→ **To do**
Would you transcribe the line containing "pole and record the coordinates." and every line after it, through the end of the records below, exactly and with nothing else?

Raw data section start

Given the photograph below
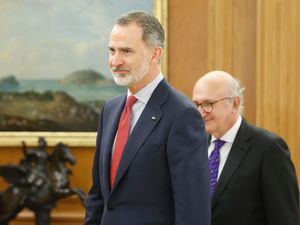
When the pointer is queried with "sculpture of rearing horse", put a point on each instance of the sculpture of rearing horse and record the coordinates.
(38, 183)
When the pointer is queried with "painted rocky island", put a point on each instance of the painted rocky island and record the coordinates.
(69, 104)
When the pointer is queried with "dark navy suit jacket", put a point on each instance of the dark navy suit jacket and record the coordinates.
(163, 175)
(258, 184)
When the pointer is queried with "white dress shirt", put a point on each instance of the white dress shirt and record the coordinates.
(143, 97)
(228, 137)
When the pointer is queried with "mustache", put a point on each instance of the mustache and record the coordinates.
(117, 69)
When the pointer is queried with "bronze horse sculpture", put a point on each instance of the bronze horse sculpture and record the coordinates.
(37, 184)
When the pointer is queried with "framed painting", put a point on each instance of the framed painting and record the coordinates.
(54, 76)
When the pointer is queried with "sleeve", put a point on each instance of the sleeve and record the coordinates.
(280, 186)
(95, 203)
(188, 165)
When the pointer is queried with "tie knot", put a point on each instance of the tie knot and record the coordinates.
(219, 143)
(131, 100)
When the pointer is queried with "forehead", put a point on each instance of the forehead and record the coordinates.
(210, 89)
(126, 35)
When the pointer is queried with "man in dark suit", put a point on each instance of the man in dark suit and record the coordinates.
(156, 173)
(255, 182)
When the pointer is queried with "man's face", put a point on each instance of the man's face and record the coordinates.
(224, 112)
(129, 57)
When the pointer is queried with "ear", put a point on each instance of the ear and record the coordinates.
(236, 104)
(156, 55)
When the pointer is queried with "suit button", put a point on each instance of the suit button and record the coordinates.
(110, 208)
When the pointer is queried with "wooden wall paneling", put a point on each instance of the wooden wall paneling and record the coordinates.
(220, 27)
(232, 44)
(244, 51)
(277, 71)
(187, 43)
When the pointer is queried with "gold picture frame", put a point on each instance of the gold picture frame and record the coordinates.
(81, 139)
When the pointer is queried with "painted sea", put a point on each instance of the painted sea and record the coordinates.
(72, 104)
(82, 93)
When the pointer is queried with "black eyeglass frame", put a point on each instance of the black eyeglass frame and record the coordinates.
(210, 105)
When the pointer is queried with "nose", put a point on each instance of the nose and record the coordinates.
(116, 60)
(202, 112)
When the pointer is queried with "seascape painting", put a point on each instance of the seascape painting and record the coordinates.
(54, 75)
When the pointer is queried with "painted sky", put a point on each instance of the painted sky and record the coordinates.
(52, 38)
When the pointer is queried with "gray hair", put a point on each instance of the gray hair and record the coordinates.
(236, 89)
(153, 32)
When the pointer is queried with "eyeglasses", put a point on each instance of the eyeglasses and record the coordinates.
(209, 106)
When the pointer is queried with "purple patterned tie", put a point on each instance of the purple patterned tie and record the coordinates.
(214, 162)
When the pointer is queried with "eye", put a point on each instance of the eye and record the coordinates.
(126, 50)
(111, 50)
(206, 104)
(197, 104)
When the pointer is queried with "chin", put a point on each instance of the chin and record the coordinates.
(123, 80)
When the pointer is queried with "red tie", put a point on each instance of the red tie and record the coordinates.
(122, 135)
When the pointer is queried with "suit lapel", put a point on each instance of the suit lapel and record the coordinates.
(148, 120)
(108, 137)
(238, 151)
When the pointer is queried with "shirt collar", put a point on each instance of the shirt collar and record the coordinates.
(229, 136)
(145, 93)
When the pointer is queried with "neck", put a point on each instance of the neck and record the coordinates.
(145, 81)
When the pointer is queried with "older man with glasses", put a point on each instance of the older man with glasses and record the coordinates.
(252, 177)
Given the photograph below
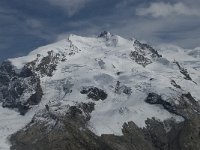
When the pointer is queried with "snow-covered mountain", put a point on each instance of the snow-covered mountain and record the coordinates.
(106, 81)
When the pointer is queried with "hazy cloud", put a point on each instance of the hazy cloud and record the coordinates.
(162, 9)
(71, 6)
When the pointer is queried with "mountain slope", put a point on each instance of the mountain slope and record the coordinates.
(99, 84)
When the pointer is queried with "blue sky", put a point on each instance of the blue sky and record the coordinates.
(28, 24)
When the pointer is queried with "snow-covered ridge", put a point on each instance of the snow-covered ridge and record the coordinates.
(106, 63)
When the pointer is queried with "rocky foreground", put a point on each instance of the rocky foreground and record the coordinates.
(104, 93)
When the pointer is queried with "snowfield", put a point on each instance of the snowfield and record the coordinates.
(105, 62)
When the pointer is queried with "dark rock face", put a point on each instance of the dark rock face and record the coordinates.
(19, 90)
(94, 93)
(143, 53)
(187, 106)
(146, 47)
(183, 71)
(140, 59)
(122, 89)
(46, 65)
(154, 98)
(175, 84)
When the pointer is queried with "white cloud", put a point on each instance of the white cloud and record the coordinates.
(33, 23)
(71, 6)
(162, 9)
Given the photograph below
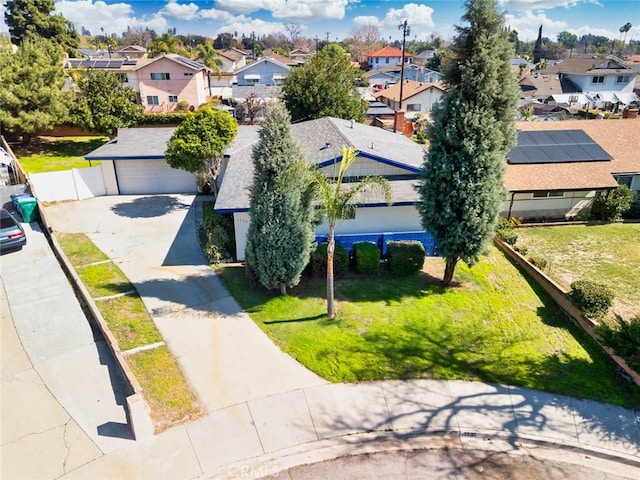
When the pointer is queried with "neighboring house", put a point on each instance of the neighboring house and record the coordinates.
(540, 87)
(300, 56)
(387, 56)
(124, 69)
(379, 153)
(132, 51)
(169, 78)
(134, 163)
(417, 97)
(265, 71)
(592, 74)
(557, 167)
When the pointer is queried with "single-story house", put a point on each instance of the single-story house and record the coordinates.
(379, 153)
(561, 165)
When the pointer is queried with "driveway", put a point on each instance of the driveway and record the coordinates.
(224, 355)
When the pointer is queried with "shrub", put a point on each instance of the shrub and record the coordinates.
(624, 339)
(612, 204)
(405, 257)
(508, 236)
(319, 261)
(366, 257)
(218, 243)
(538, 261)
(592, 298)
(521, 249)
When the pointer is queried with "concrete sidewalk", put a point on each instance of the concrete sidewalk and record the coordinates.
(258, 423)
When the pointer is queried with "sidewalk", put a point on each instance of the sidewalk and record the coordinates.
(249, 433)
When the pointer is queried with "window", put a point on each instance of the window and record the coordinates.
(547, 194)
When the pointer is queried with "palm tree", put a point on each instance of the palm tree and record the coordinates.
(339, 203)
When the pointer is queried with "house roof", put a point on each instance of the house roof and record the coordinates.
(179, 59)
(589, 65)
(619, 138)
(389, 52)
(321, 141)
(410, 89)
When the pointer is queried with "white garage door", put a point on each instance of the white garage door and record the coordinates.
(152, 176)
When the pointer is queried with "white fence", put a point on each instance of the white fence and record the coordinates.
(74, 184)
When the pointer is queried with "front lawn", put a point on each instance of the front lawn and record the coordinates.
(494, 326)
(608, 254)
(52, 154)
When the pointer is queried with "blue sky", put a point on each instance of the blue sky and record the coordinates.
(340, 17)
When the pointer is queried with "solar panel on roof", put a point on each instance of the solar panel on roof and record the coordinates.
(556, 146)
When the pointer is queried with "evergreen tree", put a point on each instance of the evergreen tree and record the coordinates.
(33, 96)
(281, 231)
(325, 86)
(103, 104)
(27, 18)
(461, 182)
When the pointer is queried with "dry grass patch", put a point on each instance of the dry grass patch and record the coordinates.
(166, 391)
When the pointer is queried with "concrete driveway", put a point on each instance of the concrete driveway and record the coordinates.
(224, 355)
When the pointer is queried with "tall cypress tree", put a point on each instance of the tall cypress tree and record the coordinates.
(281, 231)
(461, 182)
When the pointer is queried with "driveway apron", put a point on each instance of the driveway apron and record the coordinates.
(225, 357)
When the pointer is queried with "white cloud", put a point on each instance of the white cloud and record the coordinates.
(542, 4)
(114, 18)
(180, 10)
(367, 20)
(527, 25)
(415, 15)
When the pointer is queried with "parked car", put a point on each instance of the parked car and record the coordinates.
(12, 234)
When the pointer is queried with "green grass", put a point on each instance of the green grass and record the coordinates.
(53, 154)
(129, 321)
(607, 254)
(164, 387)
(493, 326)
(80, 250)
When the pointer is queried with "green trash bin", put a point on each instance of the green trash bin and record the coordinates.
(28, 209)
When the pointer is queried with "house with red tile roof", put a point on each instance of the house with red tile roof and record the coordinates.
(387, 56)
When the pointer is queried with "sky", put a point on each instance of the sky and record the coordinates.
(336, 19)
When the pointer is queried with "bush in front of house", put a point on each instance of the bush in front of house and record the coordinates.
(592, 298)
(405, 258)
(366, 258)
(319, 261)
(612, 204)
(624, 339)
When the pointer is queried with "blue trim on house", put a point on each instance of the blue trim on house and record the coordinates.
(375, 158)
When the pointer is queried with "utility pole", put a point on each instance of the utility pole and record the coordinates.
(405, 31)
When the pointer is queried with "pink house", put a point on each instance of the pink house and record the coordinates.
(168, 79)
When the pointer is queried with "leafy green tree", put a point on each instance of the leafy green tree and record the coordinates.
(27, 18)
(461, 183)
(282, 224)
(199, 142)
(326, 85)
(568, 40)
(339, 203)
(33, 96)
(103, 104)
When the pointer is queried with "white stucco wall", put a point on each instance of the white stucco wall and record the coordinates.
(573, 203)
(368, 220)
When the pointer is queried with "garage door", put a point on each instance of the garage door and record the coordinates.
(152, 176)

Raw data section end

→ **Finished task**
When the pointer is queried with "utility pole", put a point on each instance of the utility pole and record the coordinates.
(405, 31)
When the pointer is queried with "pink house", put a point on each instance of the pink house and record the coordinates.
(168, 79)
When the pointer is queried with "leafy green tree", put a point on each instance of the leafy green tree and record the coordinates.
(27, 18)
(461, 183)
(282, 224)
(199, 142)
(326, 85)
(568, 40)
(339, 203)
(33, 96)
(103, 104)
When the pointer is queried with "white stucco wall", put a point on each instance of the white stucco wall and record the coordinates.
(573, 203)
(368, 220)
When the pointer is queried with "garage door", put a point on each instance of the garage door and record the coordinates.
(152, 176)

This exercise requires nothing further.